**Goal of the exercise:** Copy the material below line for line without changing any wording, and leave out all the pictures.

════

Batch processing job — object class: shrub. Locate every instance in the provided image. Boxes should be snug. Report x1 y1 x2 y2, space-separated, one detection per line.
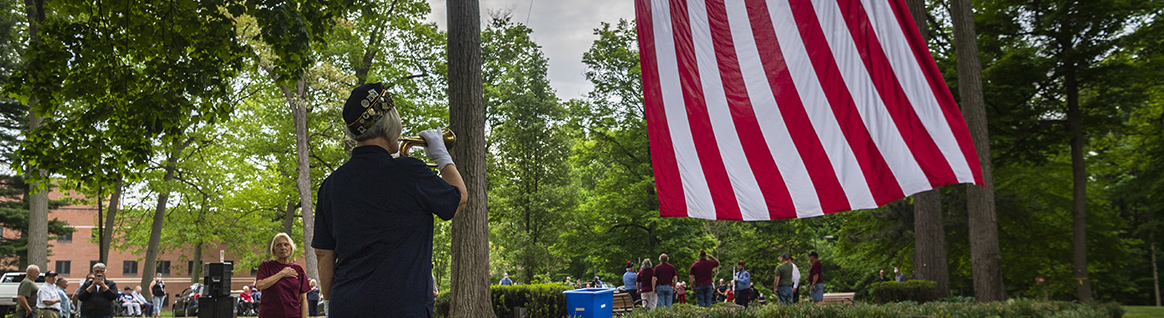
433 283 570 318
872 280 938 304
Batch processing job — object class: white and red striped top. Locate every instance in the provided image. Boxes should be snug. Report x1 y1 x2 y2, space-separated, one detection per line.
636 0 982 220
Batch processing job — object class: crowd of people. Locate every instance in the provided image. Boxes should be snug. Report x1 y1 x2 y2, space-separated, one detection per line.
533 252 833 309
15 263 165 318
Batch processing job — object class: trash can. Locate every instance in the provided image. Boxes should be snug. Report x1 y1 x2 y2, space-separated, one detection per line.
562 288 615 318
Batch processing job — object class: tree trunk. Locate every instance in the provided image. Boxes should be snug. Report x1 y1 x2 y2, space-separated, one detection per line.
279 78 319 280
140 139 193 287
24 0 51 268
446 0 496 318
906 0 950 298
1063 57 1092 302
1152 240 1161 306
100 176 121 264
914 189 950 294
190 239 203 283
283 202 299 233
950 0 1007 302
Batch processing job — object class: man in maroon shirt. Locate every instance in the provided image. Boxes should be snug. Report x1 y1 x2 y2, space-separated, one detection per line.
689 250 719 308
653 254 676 308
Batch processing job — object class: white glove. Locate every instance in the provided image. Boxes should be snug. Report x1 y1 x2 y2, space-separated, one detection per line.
420 129 453 171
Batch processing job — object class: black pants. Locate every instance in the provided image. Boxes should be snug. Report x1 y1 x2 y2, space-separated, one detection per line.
736 289 752 308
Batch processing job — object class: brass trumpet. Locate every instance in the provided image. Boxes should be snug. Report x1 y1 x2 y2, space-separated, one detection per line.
400 128 456 157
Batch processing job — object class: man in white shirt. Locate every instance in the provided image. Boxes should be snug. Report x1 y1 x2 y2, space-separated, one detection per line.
793 257 800 304
133 285 154 316
36 270 61 318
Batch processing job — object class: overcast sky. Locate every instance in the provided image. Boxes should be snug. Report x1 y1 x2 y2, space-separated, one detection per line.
428 0 634 99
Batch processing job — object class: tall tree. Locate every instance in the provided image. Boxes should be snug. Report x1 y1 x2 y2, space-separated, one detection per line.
482 15 574 283
906 0 950 297
24 0 49 268
950 0 1007 302
446 0 494 318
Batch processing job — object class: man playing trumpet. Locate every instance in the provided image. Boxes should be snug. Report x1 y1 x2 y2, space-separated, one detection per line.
311 83 468 317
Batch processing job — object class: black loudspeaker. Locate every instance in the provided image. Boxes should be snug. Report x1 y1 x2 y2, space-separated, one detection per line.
203 263 234 298
198 296 235 318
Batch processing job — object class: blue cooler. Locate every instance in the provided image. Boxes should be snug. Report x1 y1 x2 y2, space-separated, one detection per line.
562 288 615 318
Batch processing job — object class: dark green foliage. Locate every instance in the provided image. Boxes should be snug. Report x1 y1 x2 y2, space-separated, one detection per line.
433 284 570 318
872 280 938 304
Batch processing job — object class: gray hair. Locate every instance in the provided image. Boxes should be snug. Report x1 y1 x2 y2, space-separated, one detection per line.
345 105 404 142
267 233 296 256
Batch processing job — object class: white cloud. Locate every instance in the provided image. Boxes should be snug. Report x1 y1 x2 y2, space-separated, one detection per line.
428 0 634 99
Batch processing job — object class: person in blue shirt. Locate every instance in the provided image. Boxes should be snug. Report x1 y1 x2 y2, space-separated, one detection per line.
623 262 643 302
732 261 752 308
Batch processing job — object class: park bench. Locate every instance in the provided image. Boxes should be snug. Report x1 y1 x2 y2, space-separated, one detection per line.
822 292 856 305
612 292 634 315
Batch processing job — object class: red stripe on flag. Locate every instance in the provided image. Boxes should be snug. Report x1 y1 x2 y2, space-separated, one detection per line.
708 0 796 220
837 0 958 188
789 0 906 205
889 0 986 185
634 0 687 217
747 0 850 212
670 0 743 220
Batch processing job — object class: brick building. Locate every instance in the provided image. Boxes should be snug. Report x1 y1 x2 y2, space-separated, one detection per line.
22 186 305 295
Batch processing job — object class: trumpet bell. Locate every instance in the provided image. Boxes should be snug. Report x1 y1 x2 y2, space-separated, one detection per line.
400 128 456 157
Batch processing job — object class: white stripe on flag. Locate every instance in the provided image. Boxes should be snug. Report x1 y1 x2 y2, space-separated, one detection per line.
812 0 930 202
861 0 974 184
687 0 769 220
725 0 824 215
768 1 876 213
651 0 716 220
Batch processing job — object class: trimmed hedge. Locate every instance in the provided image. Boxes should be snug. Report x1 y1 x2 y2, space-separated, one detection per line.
871 280 938 304
433 284 572 318
630 299 1123 318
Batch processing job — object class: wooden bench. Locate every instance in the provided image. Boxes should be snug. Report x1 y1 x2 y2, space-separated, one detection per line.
612 292 634 315
822 292 857 305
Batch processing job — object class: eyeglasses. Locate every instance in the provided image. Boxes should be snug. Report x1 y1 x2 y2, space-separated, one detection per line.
348 89 396 135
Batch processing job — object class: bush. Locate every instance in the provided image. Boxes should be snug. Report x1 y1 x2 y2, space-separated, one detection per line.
872 280 938 304
433 284 570 318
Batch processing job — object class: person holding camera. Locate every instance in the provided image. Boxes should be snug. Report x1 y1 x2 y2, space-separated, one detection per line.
77 263 118 318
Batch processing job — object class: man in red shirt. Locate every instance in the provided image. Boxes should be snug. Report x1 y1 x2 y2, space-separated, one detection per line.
689 250 719 308
654 254 675 308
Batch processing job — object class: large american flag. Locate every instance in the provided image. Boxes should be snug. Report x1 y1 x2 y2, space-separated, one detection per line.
636 0 982 220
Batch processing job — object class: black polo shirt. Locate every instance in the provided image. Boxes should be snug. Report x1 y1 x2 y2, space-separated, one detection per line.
311 146 461 317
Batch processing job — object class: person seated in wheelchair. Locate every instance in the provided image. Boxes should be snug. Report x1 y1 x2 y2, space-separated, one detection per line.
118 287 142 316
239 287 257 316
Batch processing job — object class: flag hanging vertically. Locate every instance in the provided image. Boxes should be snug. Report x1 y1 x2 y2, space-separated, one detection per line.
636 0 982 220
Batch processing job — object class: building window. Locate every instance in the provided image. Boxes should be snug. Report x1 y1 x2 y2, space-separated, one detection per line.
121 261 137 275
57 261 72 275
155 261 170 275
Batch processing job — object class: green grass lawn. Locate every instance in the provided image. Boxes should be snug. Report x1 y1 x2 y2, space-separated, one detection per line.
1123 306 1164 318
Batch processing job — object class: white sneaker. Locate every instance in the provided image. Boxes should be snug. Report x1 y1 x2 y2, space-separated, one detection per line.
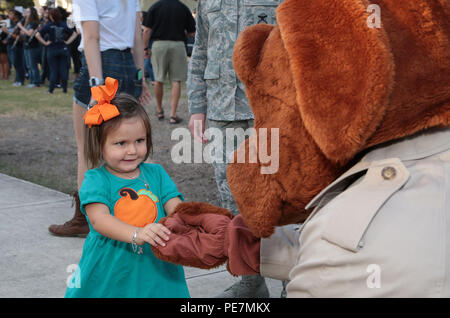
215 275 270 298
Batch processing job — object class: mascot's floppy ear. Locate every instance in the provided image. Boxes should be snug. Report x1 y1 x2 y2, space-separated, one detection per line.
277 0 394 163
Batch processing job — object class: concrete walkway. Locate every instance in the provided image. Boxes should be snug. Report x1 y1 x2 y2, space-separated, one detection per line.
0 174 282 298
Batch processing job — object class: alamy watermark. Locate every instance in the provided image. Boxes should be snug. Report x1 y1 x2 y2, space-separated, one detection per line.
366 4 381 29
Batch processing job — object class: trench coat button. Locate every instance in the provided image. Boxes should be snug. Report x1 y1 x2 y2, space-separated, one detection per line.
381 167 397 180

════

**Result of this task:**
Batch processing job — object class: shrub. Locate every instance in the provided image. Boxes should be snug. Report x1 y1 x2 y2, space-separated, one detection per line.
433 283 570 318
872 280 938 304
Batch processing job — object class: white and red striped top. Locate every instance in the provided image. Boxes should be snug. Report x1 y1 x2 y2, space-separated, one detection per line.
636 0 982 220
Batch processing job — object class: crowd of people. Locate every instance in the provided image. Boxes should be snug. Report x1 y1 x2 y2, space-separated, one detection per line.
533 252 833 309
15 263 165 318
Batch processing job — object class: trash can. Locate every instance in the provided image. Boxes should be snug. Report x1 y1 x2 y2, space-separated, one detection per line.
562 288 615 318
Batch processing job — object class: tree trunk. Locate every instance in the provided image. Boxes should be snug. Report x1 y1 x2 y2, space-separated, one detection per line.
279 78 319 280
140 139 193 287
24 0 51 268
446 0 496 318
906 0 950 298
1063 57 1092 302
1152 240 1161 306
100 176 121 264
914 189 950 294
190 239 203 283
283 202 299 233
950 0 1007 302
Batch processing job — object class: man in maroon shirt. Locate every instance in the provided image. Boxes should be snug. Report x1 y1 x2 y2, space-separated, one detection per line.
689 250 719 308
653 254 676 308
Batch processing job — object class: white glove. Locate every instance in the provided image. Boxes should be snug. Report x1 y1 x2 y2, space-separated, one detection per line.
420 129 453 171
Batch processing job — object class: black pants. Locate every instance in the provided image. Boxes should be snug. Report x1 y1 x2 y2, space-separated, one detection per line.
736 289 752 308
Batch processing job — object class: brass trumpet. Locate every instance in the provided image. Boxes should be snug. Report x1 y1 x2 y2, space-separated, one detection per line.
400 128 456 157
Batch processing job — object class: man in white shirt. Locate every instance in the provided image. Boxes should be snug. Report x1 y1 x2 y2, space-separated, one detection per line.
793 257 800 304
133 285 154 316
36 270 61 318
Batch processing job — object class: overcast sky. Locate every instance in the provided image. Boxes should be snug. Report x1 y1 x2 y2, space-separated, one detection per line.
428 0 634 99
Batch processing job — object class: tall tree. Locate every instance in the provided image. Boxes should be snug. Report x1 y1 x2 y2, space-separated, one detection per line.
482 15 574 283
906 0 950 297
24 0 49 268
950 0 1007 302
446 0 494 318
Batch processing job — object class: man playing trumpet. Locate every instance in the provided image. Boxes should be snug. Report x1 y1 x2 y2, space-separated, one detection per line.
311 83 468 317
Batch processing job — object class: black loudspeaker. Locate every instance in the provided image. Boxes should be snug. Report x1 y1 x2 y2, space-separated, one detection per line.
203 263 234 298
198 296 235 318
Batch processing job — object class: blue cooler. Locate every instance in the provided image. Boxes should be snug. Report x1 y1 x2 y2, space-separated, one detection per line.
562 288 615 318
Batch processing job — object class: dark green foliage. Locate every instance in the provided image. Boxes should be snug. Report x1 y1 x2 y2, space-separated, one detection per line.
433 284 570 318
872 280 938 304
Batch processing job — object class: gray hair. Locate every instance in the provided image. Boxes should be snug. Report x1 y1 x2 y2, space-separated, one detection per line.
345 105 404 142
267 233 296 256
Batch processing job — object class: white cloud. Locate every instance in the provided image. Boxes should be snug. Report x1 y1 x2 y2, space-separated, one detection per line.
428 0 634 99
Batch processing job — object class: person in blue shirt. Locate every instance in the provided image. Boxes should be snug. Report x1 y1 x2 y2, space-separated, one detection per line.
623 262 643 302
732 261 752 308
Batch processing job — object class: park bench. Locate every instance in the provided image. Boxes should be snug. Report x1 y1 x2 y2, space-separated, one detection per line.
822 292 856 305
612 292 634 315
Batch processing job — object class: red stripe on flag. Locate every instance in the provided image. Boxes should be snug. Report x1 y1 x2 y2, space-separated, one detection per line.
708 0 796 220
837 0 958 188
789 0 906 205
889 0 986 185
634 0 687 217
747 0 850 212
670 0 743 220
Batch processing job — object class: brick building. Locate every instance in the provided image. Boxes should be snug. Report x1 y1 x2 y2, space-separated, one detection per line.
22 186 305 295
Batch processing job — object class: trumpet bell. Locate every instance in the provided image. Boxes should be snug. Report x1 y1 x2 y2, space-separated, one detection per line.
400 128 456 157
Batch processing job — object class: white stripe on flag. Locate every instance in the provided image. Boxes should be snug. Report x1 y1 x2 y2, space-separated, one detection per line.
812 0 930 202
861 0 974 184
687 0 769 220
725 0 824 215
768 1 876 213
651 0 716 220
Batch processing job — object class: trimmed hedge. Locate every instance in the provided image. Boxes should be snug. Report x1 y1 x2 y2, space-separated, one detection per line.
871 280 938 304
433 284 572 318
630 299 1123 318
Batch processing job — object class: wooden bench. Locate every instance in the provided image. Boxes should be snug. Report x1 y1 x2 y2, space-separated, one detection per line.
612 292 634 315
822 292 857 305
Batch processing job — object class: eyeglasses. Locate every instance in the provided image. Boxes should be snug. Report x1 y1 x2 y2, space-separated, one detection per line.
348 89 396 135
Batch processing job — object class: bush. Locate every instance in the provided image. Boxes should be snug. Report x1 y1 x2 y2, space-separated, one detection per line.
872 280 938 304
433 284 570 318
Batch processing job — object class: person holding camera. Locate every instance in the provided image. Boxes should be snug. Report x1 y1 x2 y2, space-separated, one detection per line.
77 263 118 318
Batch processing job — object class: man in red shirt. Locate every instance in the provided image. Boxes should be snug. Report x1 y1 x2 y2, space-separated, one detection per line.
689 250 719 308
654 254 675 308
Batch processing job — object class: large american flag. Locate every instance in the provided image. Boxes should be snug. Report x1 y1 x2 y2, space-separated, one detection per line.
636 0 982 220
Batch processing job — object class: black polo shirt. Locate every instance in the provided image. Boxes should be snug. Report x1 y1 x2 y2, space-separated, one detection per line.
311 146 461 317
Batch processing job — object class: person seated in wheelchair. Locate every instance in the provided image. Boxes should be snug. Report x1 y1 x2 y2, space-separated, one detection per line.
118 287 142 316
239 287 257 316
Batch processing job — object class: flag hanging vertically. Locate every instance in the provided image. Boxes should be snug. Report x1 y1 x2 y2, space-separated, one detection per line.
636 0 982 220
Batch processing job — object class: building window. Locate every instance in the provided image. Boxes should be snug. Report x1 y1 x2 y2, space-separated, one detection per line.
121 261 137 275
57 261 72 275
155 261 170 275
Batch processing job — object class: green grass lawn. Locate every instance in the provided image. Boxes should be snug. Report x1 y1 x2 y2, space-separated, one detection per line.
1123 306 1164 318
Batch processing job — object class: white sneaker. Locate every instance in the provided image. Boxes should be snug. Report x1 y1 x2 y2, space-separated, one detection per line.
215 275 270 298
Batch processing job — object class: mascot's floppy ear. Locate every instance in the provided image. Boxes should be snug. Report x1 y1 x2 y2, space-separated, one detection per line.
277 0 394 163
Batch processing job — object class: concrete walkway. Locate every instance in the provided image. Boxes should be snug. Report x1 y1 x2 y2, space-separated, one detection per line.
0 174 282 298
Batch processing job — object class: alamy watermark. Locate every instance in the provided image. Boxes should be snug. Report x1 y1 x2 y2, space-separated, one detection per line.
366 4 381 29
Batch processing job — object class: trench coat button. Locate every instance in the provided image. Boxes should be snug. Report x1 y1 x2 y2, space-separated, one detection per line.
381 167 397 180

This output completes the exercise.